> _QUOTED PASSAGE_:
****
# Ford 5900



## Jim H (Apr 16, 2020)

Good morning all , I have a ford 5900 tractor with a Great Bend Loader installed. I have had a few problems with it (two problems have been resolved and one is not) Problem # 1 - clutch won't engage . # 2- power steering not function . # 3 - PTO shaft does not stop when disengaged. The first problem for some reason is ok now . When I put the tractor in storage for the winter , The clutch would not engage . Then this spring as I was trying to move it to the barn to split the tractor the clutch started to work and has worked fine since . I will obviously keep an eye on it. Issue #2- The power steering not working . Last year I split the tractor to find the clutch issue (found nothing) but after putting the tractor back together , the power steering would not work , I did not reverse any lines when reassembling the tractor. I tried to purge any air from the lines to no avail. I changed the oil filter and o ring. Nothing seemed to make any difference . This morning I went to check to output pressure on the pump but for some reason the power steering started working. I turned the steering wheel "lock to lock ten to fifteen times earlier but it made no difference. Then today it started working.
****
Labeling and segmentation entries
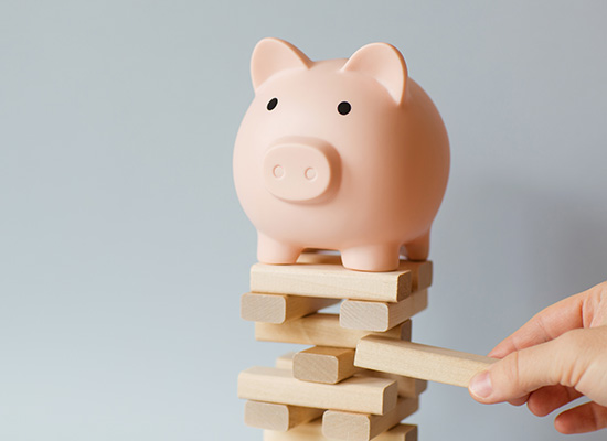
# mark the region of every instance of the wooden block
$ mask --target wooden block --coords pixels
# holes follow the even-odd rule
[[[400,398],[385,415],[364,415],[327,410],[322,416],[322,434],[330,439],[370,441],[417,411],[418,398]]]
[[[321,417],[323,411],[311,407],[246,401],[245,424],[258,429],[286,432],[296,426]]]
[[[292,359],[292,375],[303,381],[334,385],[356,370],[354,349],[315,346],[295,354]]]
[[[468,387],[476,374],[494,362],[482,355],[379,336],[362,338],[354,357],[359,367],[460,387]]]
[[[284,323],[339,301],[339,299],[247,292],[241,298],[241,318],[252,322]]]
[[[305,259],[303,261],[310,260]],[[251,268],[251,291],[397,302],[413,292],[413,279],[417,280],[417,284],[428,283],[428,273],[432,281],[432,262],[429,261],[409,262],[403,260],[396,271],[387,272],[352,271],[337,262],[255,263]]]
[[[276,358],[276,367],[281,369],[292,369],[292,359],[295,354],[295,352],[289,352]],[[398,397],[418,397],[428,387],[428,381],[425,379],[404,377],[402,375],[382,373],[377,370],[369,370],[355,366],[354,369],[356,369],[354,374],[356,376],[380,377],[396,381]]]
[[[338,314],[311,314],[283,324],[255,323],[255,338],[262,342],[354,348],[359,341],[369,334],[372,333],[341,327]],[[411,322],[394,326],[382,335],[411,340]]]
[[[327,252],[303,252],[298,263],[308,265],[341,265],[341,257],[336,254]],[[432,260],[425,261],[409,261],[401,260],[401,267],[411,270],[411,289],[412,292],[420,291],[429,288],[433,279],[433,262]]]
[[[238,398],[383,415],[396,406],[396,383],[352,377],[338,385],[300,381],[288,369],[252,367],[238,376]]]
[[[274,367],[278,367],[279,369],[292,369],[292,357],[295,357],[296,352],[288,352],[284,355],[280,355],[278,358],[276,358],[276,363],[274,364]]]
[[[345,300],[339,322],[342,327],[366,331],[387,331],[428,306],[428,290],[417,291],[397,303]]]
[[[264,441],[329,441],[322,434],[322,420],[318,419],[296,427],[288,432],[264,431]],[[383,432],[373,441],[417,441],[417,426],[398,424]]]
****
> _OBJECTIVE A_: In the Ford 5900 forum post, what did the poster change while trying to get the power steering working?
> _OBJECTIVE B_: Carry on the Ford 5900 forum post from where it stops.
The entries have nothing to do with this.

> _TASK RESPONSE A_: The oil filter and o ring.

> _TASK RESPONSE B_:
Issue# 3- pto shaft not stopping when disengaged. It just seems to "coast" making it very hard to hook up any powered implement. Any ideas would be appreciated , Thank You...Jim


----------



## BigT (Sep 15, 2014)

Hello Jim,
OK, so the clutch and power steering are working at the moment. Sounds to me like this tractor needs to be worked more. Even during storage, Take it out and run it. Stir the fluids, get everything lubricated internally, keep things functional.

Your tractor has an independent PTO. Pry a 2x4 up against the PTO shaft to see if it will stop with minor force. If you can stop it with relative ease, the problem is with your PTO brake. If not, your clutch pack discs are the problem.

I would get the PTO clutch repaired, but until you do, turn the engine 'off' when hooking up the PTO shaft.


----------



## Jim H (Apr 16, 2020)

Thanks for the feedback . As far as the PTO goes , I can stop it with my hand so I know the clutch is engaging but when driving with the bush hog or the tiller raised the unit is turning and when I lower it to the ground it stops. I have used several tractors over the years (JD R, JD 3020, JD 5010 ,Farmall 200, Ford 1900 ). None of them would "coast" I don't know how to adjust the pto brake band or how to get to it. Thank you....Jim


----------



## sam$0$ (Aug 28, 2019)

I have a 5000 and the PTO brake has an adjusting screw on the left side of the tractor. It’s down near the floorboard. Near the PTO handle. It should have a locking nut on the screw. It shouldn’t take but a slight turn of the screw after loosening the nut.


----------



## Jim H (Apr 16, 2020)

Thank you , I have located the lock nut and adjustment screw . I will be trying to adjust it this afternoon , I will let you know the outcome.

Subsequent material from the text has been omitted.